(LISTED RECORDS)
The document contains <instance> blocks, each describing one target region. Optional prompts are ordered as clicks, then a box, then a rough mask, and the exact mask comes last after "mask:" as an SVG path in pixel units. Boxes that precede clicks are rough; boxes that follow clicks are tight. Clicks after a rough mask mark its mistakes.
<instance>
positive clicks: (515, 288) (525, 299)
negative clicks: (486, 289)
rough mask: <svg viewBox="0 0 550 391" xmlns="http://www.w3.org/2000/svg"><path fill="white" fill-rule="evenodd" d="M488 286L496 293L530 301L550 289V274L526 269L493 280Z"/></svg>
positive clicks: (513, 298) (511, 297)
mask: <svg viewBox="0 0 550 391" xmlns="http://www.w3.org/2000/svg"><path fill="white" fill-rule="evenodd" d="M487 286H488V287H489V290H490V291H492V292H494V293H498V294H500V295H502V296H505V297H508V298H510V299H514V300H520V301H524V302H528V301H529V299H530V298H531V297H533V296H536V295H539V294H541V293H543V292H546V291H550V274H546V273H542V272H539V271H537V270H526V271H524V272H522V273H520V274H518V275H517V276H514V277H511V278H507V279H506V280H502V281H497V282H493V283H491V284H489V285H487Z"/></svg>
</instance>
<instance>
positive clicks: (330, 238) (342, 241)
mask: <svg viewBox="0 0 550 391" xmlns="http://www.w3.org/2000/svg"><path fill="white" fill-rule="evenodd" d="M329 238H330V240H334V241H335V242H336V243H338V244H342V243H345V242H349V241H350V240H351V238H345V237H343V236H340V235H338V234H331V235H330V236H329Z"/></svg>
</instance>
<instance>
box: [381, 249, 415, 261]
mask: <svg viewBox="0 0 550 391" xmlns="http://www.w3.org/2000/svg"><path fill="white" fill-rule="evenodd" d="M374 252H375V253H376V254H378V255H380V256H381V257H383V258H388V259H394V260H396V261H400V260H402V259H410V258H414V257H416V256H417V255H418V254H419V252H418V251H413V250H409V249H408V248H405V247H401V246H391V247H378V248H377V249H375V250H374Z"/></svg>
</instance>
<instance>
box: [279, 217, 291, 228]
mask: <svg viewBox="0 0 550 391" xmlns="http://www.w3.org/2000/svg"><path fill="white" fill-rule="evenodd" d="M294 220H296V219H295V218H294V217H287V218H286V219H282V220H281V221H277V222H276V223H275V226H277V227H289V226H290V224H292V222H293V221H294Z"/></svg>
(End LISTED RECORDS)
TO DO
All entries are to be copied exactly as they read.

COMPLETED TASK
The document contains <instance> blocks, each describing one target region. Optional prompts are ordered as clicks, then a box, then a rough mask, and the exact mask comes last after "mask:" as an SVG path in pixel units. Boxes that precede clicks are rough; boxes that follow clicks are tight. Clicks after a rough mask mark its mistakes.
<instance>
positive clicks: (515, 288) (525, 299)
negative clicks: (486, 289)
rough mask: <svg viewBox="0 0 550 391" xmlns="http://www.w3.org/2000/svg"><path fill="white" fill-rule="evenodd" d="M488 286L496 293L530 301L550 289V274L526 269L493 280Z"/></svg>
positive clicks: (513, 298) (511, 297)
mask: <svg viewBox="0 0 550 391" xmlns="http://www.w3.org/2000/svg"><path fill="white" fill-rule="evenodd" d="M487 286H488V287H489V290H490V291H492V292H494V293H498V294H500V295H502V296H505V297H508V298H510V299H514V300H520V301H524V302H528V301H529V299H530V298H531V297H533V296H536V295H539V294H541V293H543V292H546V291H550V274H546V273H542V272H539V271H537V270H526V271H524V272H522V273H520V274H518V275H517V276H514V277H511V278H507V279H506V280H502V281H497V282H493V283H491V284H489V285H487Z"/></svg>
</instance>
<instance>
positive clicks: (330, 238) (342, 241)
mask: <svg viewBox="0 0 550 391" xmlns="http://www.w3.org/2000/svg"><path fill="white" fill-rule="evenodd" d="M329 238H330V240H334V241H335V242H336V243H338V244H342V243H345V242H349V241H350V240H351V238H345V237H343V236H340V235H338V234H331V235H330V236H329Z"/></svg>
</instance>
<instance>
box: [381, 249, 415, 261]
mask: <svg viewBox="0 0 550 391" xmlns="http://www.w3.org/2000/svg"><path fill="white" fill-rule="evenodd" d="M374 252H375V253H376V254H378V255H380V256H381V257H383V258H388V259H394V260H396V261H400V260H402V259H410V258H414V257H416V256H417V255H418V254H419V252H418V251H413V250H409V249H408V248H405V247H401V246H391V247H378V248H377V249H375V250H374Z"/></svg>
</instance>
<instance>
box: [279, 217, 291, 228]
mask: <svg viewBox="0 0 550 391" xmlns="http://www.w3.org/2000/svg"><path fill="white" fill-rule="evenodd" d="M294 220H296V219H295V218H294V217H287V218H286V219H282V220H281V221H277V222H276V223H275V226H277V227H289V226H290V224H292V222H293V221H294Z"/></svg>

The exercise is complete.